● **What you have to do**: Rewrite the part of the records that opens with the line containing "For every instance of the snowy" and runs through the end of the records, swapping every "one point each" for "a single point apiece" and leaving everything else unchanged. Omit the pictures from your answer.

● **Data supplied**:

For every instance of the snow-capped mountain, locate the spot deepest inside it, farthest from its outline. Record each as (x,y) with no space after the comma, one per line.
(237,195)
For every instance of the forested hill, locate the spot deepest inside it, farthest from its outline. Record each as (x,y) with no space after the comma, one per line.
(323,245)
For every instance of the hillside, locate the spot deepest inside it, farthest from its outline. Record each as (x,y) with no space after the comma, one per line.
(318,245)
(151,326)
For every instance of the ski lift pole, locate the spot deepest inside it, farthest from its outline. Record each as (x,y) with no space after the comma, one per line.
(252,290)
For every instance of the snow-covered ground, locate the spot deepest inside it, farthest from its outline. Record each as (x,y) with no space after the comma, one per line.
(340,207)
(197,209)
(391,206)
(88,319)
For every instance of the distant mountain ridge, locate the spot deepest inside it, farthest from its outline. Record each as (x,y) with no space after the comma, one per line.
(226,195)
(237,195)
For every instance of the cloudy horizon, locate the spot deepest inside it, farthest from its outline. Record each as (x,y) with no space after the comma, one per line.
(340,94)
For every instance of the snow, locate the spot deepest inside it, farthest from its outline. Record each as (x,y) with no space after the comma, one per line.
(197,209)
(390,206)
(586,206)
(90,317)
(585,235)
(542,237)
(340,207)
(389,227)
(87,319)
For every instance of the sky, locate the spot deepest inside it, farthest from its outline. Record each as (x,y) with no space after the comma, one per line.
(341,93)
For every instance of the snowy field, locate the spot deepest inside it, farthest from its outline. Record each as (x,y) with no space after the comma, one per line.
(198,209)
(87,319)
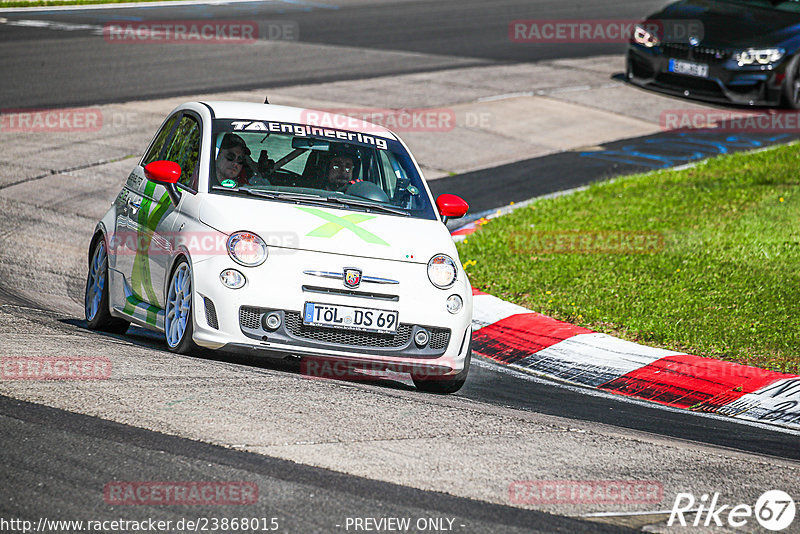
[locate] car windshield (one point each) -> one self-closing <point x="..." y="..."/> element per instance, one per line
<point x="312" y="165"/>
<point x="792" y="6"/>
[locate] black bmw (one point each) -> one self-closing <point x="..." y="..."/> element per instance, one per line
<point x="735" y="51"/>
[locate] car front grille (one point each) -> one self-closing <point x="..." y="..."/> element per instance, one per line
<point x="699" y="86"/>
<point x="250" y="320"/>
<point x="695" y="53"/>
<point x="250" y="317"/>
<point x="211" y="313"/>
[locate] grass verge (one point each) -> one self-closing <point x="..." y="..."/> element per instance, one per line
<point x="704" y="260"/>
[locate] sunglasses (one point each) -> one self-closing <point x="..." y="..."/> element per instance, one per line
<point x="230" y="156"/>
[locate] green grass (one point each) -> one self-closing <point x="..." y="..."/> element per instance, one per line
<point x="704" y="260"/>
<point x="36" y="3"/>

● **Task answer**:
For every instance of the snowy field, locate the spot deepest inside it, farthest from its outline. Record each as (x,y) with no space after the comma, one per line.
(198,209)
(87,319)
[locate] car windshield (a single point apiece) -> one self-closing <point x="..." y="..."/> element per instance, one per line
<point x="312" y="165"/>
<point x="792" y="6"/>
[locate] black bmw (a single point apiece) -> one self-closing <point x="..." y="..."/> element per instance, one per line
<point x="735" y="51"/>
[locate] car front grille (a single point apiece) -> one self-closing <point x="..." y="..."/> element per instance, one per line
<point x="699" y="86"/>
<point x="250" y="320"/>
<point x="695" y="53"/>
<point x="250" y="317"/>
<point x="211" y="313"/>
[locate] grass verge (a single point apiece) -> one self-closing <point x="..." y="..."/> element per instance, one per line
<point x="704" y="260"/>
[locate] sunglasses (a single point apiece) -> one self-closing <point x="..." y="..."/> element per instance, one per line
<point x="230" y="156"/>
[locate] green grass (a single point apiece) -> one self-closing <point x="..." y="..."/> element per instance, one per line
<point x="704" y="260"/>
<point x="36" y="3"/>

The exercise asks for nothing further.